── Record set

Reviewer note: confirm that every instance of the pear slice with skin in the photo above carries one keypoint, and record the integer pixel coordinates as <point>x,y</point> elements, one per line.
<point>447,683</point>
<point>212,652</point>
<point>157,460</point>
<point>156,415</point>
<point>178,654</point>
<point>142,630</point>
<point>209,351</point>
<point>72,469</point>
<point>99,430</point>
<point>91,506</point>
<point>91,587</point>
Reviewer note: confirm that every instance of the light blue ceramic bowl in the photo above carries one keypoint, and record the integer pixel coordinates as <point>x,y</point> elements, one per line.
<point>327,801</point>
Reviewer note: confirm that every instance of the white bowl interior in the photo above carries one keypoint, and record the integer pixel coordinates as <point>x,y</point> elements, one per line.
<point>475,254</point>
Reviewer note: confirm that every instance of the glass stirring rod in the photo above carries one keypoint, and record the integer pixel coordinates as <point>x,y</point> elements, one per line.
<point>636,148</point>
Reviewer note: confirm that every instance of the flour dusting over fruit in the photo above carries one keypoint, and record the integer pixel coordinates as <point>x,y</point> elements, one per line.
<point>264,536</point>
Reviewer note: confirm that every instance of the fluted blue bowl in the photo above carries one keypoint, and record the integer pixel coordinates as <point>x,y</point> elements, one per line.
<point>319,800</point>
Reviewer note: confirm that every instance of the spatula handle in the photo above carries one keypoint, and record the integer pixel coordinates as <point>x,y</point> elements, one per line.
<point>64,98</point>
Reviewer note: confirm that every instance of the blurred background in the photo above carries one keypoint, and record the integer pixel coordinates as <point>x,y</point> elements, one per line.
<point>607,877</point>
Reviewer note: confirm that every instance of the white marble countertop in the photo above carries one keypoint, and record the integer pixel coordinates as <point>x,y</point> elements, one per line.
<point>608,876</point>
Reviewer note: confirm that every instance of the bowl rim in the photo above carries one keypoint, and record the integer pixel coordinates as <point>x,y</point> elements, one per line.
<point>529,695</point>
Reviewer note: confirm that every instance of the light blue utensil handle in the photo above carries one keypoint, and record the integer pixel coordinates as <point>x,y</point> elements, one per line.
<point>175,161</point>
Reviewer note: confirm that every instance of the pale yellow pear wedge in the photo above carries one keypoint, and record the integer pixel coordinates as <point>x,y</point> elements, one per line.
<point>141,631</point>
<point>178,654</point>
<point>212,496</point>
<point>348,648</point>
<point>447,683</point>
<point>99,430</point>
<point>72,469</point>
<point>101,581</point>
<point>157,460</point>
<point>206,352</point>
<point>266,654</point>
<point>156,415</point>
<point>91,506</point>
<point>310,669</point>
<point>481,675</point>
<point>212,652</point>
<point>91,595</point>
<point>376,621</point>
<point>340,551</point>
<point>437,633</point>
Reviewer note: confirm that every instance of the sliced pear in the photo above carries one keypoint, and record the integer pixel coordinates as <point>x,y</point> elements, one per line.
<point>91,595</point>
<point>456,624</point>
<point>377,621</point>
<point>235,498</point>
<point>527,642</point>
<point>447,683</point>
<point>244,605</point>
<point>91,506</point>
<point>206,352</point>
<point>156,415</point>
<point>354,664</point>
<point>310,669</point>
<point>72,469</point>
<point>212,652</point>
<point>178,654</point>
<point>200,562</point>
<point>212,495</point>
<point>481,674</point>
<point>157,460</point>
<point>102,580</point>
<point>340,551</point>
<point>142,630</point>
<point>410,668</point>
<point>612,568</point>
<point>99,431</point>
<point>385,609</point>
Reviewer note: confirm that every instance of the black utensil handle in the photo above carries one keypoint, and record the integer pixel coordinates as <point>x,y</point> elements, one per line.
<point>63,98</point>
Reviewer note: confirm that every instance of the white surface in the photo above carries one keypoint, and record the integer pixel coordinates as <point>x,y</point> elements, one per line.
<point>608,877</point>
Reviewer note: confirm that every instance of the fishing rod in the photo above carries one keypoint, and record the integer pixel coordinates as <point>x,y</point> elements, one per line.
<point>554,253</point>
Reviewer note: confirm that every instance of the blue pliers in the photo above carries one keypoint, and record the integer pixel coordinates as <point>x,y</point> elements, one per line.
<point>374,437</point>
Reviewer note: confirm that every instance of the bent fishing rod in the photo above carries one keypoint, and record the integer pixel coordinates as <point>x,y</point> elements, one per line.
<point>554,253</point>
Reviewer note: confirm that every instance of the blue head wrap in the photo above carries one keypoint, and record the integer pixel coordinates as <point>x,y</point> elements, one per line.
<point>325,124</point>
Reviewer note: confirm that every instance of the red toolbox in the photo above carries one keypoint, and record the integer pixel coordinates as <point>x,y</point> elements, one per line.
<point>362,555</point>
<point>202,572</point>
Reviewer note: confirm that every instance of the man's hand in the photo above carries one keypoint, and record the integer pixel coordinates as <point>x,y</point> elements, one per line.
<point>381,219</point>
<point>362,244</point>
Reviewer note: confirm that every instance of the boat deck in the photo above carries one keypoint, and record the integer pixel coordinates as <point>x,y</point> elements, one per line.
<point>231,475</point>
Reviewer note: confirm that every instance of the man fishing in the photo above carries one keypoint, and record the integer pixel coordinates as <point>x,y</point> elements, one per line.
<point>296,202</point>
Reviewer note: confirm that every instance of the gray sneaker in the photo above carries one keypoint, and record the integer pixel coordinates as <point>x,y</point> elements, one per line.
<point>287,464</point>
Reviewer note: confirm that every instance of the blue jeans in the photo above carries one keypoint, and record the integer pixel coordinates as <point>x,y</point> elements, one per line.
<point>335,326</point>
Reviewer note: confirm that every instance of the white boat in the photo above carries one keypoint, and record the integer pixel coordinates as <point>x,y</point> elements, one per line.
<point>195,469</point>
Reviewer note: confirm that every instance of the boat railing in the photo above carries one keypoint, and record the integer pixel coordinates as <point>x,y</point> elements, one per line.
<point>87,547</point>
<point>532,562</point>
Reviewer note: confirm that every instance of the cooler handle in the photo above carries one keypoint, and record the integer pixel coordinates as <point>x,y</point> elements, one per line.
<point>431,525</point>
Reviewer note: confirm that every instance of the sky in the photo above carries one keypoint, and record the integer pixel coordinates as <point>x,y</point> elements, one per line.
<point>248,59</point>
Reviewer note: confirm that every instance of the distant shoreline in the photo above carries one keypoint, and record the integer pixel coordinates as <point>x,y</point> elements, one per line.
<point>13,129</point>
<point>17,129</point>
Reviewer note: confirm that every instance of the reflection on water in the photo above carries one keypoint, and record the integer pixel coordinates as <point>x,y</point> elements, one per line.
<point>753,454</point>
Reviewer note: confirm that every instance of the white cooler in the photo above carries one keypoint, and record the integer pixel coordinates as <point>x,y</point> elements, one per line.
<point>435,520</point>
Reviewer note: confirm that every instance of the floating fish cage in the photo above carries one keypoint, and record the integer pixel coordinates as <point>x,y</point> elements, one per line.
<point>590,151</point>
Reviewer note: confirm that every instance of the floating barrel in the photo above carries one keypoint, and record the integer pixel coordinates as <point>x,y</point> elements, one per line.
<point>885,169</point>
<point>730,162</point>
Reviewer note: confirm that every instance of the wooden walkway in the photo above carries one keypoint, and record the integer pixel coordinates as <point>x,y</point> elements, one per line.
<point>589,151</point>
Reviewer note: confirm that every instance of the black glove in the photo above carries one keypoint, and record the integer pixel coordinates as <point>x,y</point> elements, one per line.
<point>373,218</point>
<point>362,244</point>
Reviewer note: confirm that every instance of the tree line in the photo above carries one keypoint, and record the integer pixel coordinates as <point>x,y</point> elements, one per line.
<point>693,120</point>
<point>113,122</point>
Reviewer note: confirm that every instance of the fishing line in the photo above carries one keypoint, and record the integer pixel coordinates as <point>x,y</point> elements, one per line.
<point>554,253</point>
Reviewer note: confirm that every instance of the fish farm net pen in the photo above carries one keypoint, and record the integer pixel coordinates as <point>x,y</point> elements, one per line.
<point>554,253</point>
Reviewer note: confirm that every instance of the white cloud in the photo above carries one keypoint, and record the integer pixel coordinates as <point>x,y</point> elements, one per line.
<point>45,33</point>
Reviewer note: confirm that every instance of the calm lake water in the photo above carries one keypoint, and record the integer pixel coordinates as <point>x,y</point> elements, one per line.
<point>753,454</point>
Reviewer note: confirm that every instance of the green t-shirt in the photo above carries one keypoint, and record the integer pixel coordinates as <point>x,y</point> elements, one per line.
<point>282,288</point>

────

What is expected: The answer is to be the lines from the one holding "Reviewer note: confirm that every instance of the calm" through the end of the data above, transcribed character for character, both ends included.

Solution:
Reviewer note: confirm that every instance of the calm lake water in the photo above carries one keypoint, and record the integer pixel coordinates as <point>x,y</point> elements, one per line.
<point>753,454</point>
Reviewer note: confirm that every instance of the green t-shirt in the photo above carries one keypoint, and record the integer pixel coordinates as <point>x,y</point> elements, one per line.
<point>282,288</point>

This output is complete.